● **Stated task**
Reproduce exactly the lines below, starting with the line that contains "308, row 315." and ending with the last line of the records, both included, and nothing else.

● **Labeled-object pointing entries**
____

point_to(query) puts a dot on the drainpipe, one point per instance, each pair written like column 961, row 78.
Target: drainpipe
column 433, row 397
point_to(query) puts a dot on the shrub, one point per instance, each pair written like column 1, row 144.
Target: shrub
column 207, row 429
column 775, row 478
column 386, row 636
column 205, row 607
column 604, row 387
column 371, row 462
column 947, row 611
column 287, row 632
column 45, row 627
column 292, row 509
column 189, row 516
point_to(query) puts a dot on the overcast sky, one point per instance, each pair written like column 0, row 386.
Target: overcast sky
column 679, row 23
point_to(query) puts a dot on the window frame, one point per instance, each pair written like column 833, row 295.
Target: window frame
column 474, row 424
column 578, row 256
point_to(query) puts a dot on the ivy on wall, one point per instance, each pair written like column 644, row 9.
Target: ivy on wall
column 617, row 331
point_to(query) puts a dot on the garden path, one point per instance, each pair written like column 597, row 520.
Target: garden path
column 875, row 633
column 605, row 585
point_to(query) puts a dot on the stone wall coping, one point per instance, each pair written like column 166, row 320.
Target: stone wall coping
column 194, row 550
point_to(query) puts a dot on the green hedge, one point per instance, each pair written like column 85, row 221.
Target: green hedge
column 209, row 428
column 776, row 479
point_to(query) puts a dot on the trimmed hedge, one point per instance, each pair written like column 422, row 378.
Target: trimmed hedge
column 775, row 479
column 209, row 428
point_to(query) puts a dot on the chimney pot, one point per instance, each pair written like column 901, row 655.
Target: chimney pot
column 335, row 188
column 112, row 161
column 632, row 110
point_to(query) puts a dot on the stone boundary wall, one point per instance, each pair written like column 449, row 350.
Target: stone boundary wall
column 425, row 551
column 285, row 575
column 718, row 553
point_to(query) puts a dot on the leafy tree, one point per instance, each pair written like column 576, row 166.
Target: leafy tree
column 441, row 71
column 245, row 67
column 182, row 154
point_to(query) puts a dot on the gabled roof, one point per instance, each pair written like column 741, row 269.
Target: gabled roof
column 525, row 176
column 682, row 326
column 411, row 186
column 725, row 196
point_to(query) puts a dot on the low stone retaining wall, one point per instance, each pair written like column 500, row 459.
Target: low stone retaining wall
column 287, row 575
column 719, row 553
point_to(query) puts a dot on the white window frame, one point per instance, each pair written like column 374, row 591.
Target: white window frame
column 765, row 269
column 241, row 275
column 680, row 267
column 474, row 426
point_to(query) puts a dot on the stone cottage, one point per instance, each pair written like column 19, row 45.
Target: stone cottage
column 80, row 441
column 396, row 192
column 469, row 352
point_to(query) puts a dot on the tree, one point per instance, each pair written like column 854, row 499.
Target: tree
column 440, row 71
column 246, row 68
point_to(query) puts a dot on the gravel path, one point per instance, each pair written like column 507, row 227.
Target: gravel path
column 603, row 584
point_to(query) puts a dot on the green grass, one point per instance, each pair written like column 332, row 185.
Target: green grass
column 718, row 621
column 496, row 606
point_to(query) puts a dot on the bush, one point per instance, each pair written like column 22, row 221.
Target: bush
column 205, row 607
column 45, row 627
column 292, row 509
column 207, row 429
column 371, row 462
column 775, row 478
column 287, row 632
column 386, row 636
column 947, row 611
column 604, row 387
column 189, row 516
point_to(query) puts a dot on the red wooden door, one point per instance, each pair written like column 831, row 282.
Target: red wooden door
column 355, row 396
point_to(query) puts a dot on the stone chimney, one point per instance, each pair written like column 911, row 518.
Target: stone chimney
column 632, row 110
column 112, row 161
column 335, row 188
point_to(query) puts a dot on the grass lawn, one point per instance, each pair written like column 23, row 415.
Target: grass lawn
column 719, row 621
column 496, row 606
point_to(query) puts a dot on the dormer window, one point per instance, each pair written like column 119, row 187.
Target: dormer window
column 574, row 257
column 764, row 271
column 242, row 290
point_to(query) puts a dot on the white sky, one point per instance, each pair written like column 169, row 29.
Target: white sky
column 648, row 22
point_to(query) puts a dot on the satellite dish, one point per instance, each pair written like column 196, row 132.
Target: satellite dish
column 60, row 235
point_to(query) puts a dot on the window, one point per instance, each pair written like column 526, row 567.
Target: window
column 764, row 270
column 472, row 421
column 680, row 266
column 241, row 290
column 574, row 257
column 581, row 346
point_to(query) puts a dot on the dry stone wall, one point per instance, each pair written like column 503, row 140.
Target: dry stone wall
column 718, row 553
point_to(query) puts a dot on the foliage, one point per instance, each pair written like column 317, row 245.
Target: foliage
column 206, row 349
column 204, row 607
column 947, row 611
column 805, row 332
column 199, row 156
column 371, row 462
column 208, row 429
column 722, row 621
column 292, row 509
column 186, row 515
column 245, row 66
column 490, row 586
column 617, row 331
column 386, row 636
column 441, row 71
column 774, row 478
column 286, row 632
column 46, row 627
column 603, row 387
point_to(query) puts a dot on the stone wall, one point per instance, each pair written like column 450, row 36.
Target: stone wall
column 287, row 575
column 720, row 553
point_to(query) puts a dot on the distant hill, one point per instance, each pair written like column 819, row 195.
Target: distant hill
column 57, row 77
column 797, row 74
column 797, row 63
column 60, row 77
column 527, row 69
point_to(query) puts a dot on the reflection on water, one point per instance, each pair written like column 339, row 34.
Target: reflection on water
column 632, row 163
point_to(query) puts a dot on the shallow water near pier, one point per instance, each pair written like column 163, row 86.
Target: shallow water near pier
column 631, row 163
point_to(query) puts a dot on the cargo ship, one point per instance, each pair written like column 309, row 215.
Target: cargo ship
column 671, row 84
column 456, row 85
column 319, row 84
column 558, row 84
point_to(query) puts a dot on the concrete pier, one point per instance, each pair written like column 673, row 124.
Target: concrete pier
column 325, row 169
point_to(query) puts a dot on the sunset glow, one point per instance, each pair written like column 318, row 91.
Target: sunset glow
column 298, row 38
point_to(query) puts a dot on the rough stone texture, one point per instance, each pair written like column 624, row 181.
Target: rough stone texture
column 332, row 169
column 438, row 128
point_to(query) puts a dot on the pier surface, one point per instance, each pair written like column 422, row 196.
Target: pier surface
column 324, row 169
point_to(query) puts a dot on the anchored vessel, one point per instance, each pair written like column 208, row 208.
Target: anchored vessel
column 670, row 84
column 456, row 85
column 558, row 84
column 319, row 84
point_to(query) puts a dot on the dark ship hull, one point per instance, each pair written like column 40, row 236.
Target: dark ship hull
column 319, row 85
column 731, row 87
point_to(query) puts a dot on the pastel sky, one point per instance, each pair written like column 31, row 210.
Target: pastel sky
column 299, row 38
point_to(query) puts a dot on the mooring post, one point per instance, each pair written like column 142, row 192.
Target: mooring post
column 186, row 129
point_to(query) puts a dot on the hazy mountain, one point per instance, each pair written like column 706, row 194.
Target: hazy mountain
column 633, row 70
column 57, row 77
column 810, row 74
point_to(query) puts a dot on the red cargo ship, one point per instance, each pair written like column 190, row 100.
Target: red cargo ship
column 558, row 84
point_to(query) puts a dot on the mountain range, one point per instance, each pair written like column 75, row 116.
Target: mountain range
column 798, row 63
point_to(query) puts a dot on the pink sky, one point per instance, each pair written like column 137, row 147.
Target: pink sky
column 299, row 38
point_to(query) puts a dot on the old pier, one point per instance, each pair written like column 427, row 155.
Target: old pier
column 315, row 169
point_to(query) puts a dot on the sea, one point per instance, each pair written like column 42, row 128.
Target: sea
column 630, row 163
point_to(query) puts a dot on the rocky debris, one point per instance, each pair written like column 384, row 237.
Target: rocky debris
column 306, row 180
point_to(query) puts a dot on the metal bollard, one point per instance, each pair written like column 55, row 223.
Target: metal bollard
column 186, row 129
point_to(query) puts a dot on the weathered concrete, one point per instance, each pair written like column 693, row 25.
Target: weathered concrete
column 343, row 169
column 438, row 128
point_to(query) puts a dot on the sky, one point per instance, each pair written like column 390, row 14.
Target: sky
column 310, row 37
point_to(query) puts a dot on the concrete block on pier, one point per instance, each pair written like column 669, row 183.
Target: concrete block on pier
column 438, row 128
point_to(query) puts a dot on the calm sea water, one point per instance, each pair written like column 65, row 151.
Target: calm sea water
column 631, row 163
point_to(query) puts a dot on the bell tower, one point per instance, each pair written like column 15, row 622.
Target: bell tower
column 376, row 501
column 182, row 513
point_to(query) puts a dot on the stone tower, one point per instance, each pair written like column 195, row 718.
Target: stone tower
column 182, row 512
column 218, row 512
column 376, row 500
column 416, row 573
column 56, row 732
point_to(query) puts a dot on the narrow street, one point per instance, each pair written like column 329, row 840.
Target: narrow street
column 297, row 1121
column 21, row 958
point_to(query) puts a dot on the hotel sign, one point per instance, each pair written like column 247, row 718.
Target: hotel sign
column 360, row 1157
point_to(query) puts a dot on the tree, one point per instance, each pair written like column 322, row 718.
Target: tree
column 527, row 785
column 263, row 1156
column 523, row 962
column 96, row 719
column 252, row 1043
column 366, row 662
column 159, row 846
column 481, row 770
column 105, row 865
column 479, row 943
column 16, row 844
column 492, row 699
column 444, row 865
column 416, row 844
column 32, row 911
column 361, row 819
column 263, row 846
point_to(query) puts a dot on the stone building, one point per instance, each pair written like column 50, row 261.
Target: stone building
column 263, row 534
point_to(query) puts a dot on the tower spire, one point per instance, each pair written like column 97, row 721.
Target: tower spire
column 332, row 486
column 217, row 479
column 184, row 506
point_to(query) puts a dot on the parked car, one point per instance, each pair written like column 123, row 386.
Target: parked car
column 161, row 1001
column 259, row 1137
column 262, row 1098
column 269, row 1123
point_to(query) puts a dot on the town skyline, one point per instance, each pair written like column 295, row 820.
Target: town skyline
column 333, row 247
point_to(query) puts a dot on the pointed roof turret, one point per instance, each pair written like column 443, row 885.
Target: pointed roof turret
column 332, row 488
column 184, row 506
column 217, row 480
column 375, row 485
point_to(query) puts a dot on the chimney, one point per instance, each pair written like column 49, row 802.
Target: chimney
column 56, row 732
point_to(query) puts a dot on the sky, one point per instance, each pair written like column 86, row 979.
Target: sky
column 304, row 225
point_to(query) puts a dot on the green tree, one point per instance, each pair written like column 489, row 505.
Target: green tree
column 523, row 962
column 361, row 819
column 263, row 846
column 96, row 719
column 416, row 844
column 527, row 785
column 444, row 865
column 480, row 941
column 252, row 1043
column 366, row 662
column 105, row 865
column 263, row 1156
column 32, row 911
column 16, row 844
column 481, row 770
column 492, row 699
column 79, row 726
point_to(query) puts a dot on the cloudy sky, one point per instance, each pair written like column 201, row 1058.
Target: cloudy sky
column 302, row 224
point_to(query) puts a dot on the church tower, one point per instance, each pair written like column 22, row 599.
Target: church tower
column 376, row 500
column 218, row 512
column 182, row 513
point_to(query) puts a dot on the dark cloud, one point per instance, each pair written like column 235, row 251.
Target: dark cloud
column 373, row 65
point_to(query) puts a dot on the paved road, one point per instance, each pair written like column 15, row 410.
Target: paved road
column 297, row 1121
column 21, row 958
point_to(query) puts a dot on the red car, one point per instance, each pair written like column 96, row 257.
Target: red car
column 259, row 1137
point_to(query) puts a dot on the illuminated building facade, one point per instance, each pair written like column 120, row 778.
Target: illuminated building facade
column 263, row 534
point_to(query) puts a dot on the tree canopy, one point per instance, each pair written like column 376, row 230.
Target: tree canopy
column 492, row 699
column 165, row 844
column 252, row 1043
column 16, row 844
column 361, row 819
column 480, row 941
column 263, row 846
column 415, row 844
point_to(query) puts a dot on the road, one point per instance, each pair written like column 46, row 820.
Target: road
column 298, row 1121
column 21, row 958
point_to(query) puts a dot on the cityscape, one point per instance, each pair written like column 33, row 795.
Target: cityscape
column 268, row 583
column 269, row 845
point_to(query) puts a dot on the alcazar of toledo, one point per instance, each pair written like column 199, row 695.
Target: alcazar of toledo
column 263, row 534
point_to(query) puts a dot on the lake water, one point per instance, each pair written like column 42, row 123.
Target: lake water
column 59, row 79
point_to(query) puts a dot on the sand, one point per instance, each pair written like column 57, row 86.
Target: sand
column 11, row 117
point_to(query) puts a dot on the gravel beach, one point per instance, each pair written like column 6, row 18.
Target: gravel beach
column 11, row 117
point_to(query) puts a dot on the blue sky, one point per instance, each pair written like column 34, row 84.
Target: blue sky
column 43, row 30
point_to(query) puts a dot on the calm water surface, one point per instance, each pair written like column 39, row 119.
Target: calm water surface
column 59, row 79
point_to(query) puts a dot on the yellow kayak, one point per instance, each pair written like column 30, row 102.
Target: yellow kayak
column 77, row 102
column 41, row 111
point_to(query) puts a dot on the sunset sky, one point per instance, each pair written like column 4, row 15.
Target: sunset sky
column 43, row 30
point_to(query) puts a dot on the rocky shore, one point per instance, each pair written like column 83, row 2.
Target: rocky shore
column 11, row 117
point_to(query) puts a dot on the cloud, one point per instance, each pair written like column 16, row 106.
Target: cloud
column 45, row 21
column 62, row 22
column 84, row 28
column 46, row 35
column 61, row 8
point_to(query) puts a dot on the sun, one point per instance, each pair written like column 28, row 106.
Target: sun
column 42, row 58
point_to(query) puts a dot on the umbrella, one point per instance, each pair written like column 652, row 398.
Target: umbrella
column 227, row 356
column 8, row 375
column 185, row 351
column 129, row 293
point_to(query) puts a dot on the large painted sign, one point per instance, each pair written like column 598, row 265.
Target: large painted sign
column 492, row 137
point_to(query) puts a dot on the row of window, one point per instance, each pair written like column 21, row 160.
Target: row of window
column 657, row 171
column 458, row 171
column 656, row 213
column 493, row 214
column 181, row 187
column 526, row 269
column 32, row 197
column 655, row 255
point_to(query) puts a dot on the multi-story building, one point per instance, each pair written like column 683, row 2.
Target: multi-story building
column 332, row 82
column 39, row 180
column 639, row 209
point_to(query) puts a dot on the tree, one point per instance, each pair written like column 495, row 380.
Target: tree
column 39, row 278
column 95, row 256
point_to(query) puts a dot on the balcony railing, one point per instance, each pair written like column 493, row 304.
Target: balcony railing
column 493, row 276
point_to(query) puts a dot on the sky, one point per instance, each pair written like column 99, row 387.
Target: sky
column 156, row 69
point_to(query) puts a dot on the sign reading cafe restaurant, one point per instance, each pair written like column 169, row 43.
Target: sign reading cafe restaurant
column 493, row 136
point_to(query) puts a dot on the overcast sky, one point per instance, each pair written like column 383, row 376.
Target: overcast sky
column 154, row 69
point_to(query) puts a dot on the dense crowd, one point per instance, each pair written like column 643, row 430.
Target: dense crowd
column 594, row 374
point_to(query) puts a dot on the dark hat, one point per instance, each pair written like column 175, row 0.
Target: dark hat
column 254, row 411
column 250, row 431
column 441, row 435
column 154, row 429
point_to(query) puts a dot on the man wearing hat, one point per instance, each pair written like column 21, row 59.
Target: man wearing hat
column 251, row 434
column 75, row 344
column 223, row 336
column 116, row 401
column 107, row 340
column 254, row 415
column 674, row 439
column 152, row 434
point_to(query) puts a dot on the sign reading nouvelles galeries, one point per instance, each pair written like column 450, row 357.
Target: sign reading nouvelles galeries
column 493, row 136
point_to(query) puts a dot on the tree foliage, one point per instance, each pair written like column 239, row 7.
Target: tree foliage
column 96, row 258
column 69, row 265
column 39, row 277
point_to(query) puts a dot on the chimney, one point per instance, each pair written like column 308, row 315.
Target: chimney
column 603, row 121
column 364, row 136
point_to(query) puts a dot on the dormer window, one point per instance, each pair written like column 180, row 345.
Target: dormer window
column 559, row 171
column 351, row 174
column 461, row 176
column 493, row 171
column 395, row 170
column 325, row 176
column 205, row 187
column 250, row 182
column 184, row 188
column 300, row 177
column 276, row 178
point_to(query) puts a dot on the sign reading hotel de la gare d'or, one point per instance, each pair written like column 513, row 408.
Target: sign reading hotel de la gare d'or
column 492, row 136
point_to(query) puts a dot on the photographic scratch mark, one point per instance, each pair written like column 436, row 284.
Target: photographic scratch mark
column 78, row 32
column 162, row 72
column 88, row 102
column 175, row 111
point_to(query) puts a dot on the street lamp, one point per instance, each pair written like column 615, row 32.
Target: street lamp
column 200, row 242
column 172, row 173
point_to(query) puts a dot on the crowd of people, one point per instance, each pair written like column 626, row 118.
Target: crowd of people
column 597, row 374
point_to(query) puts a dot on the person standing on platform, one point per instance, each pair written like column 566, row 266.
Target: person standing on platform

____

● **The reply**
point_to(query) puts a dot on the chimney, one point per instance, each pair written like column 308, row 315.
Target: chimney
column 603, row 121
column 364, row 136
point_to(query) puts a dot on the dormer window, one point per instance, each pair written like column 180, row 345.
Target: dormer window
column 559, row 171
column 351, row 174
column 461, row 176
column 493, row 171
column 395, row 170
column 325, row 176
column 205, row 187
column 250, row 182
column 184, row 188
column 300, row 177
column 276, row 178
point_to(query) puts a dot on the sign reading hotel de la gare d'or, one point per instance, each pair written like column 513, row 408.
Target: sign reading hotel de la gare d'or
column 492, row 136
point_to(query) puts a dot on the photographic scratch mark, one point per instance, each pair written like column 436, row 284.
Target: photographic scratch mark
column 78, row 32
column 162, row 72
column 88, row 102
column 175, row 111
point_to(query) puts a dot on the street lamp, one point per instance, each pair written like column 615, row 32.
Target: street lamp
column 200, row 242
column 172, row 173
point_to(query) puts a dot on the crowd of people, one point per instance, each pair written like column 626, row 118.
Target: crowd of people
column 597, row 374
point_to(query) puts a dot on the person standing on platform, one point per instance, each pair written like column 566, row 266.
Target: person standing on platform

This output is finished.